• _About this exercise_:
Give back every record that follows, exactly as written.
━━━━━ Exercise data
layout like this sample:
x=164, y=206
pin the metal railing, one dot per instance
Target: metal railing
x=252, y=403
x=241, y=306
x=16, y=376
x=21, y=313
━━━━━━━━━━
• _Solution to this task_:
layout like this sample:
x=164, y=206
pin the metal railing, one dot per instance
Target: metal railing
x=252, y=403
x=241, y=306
x=16, y=376
x=21, y=313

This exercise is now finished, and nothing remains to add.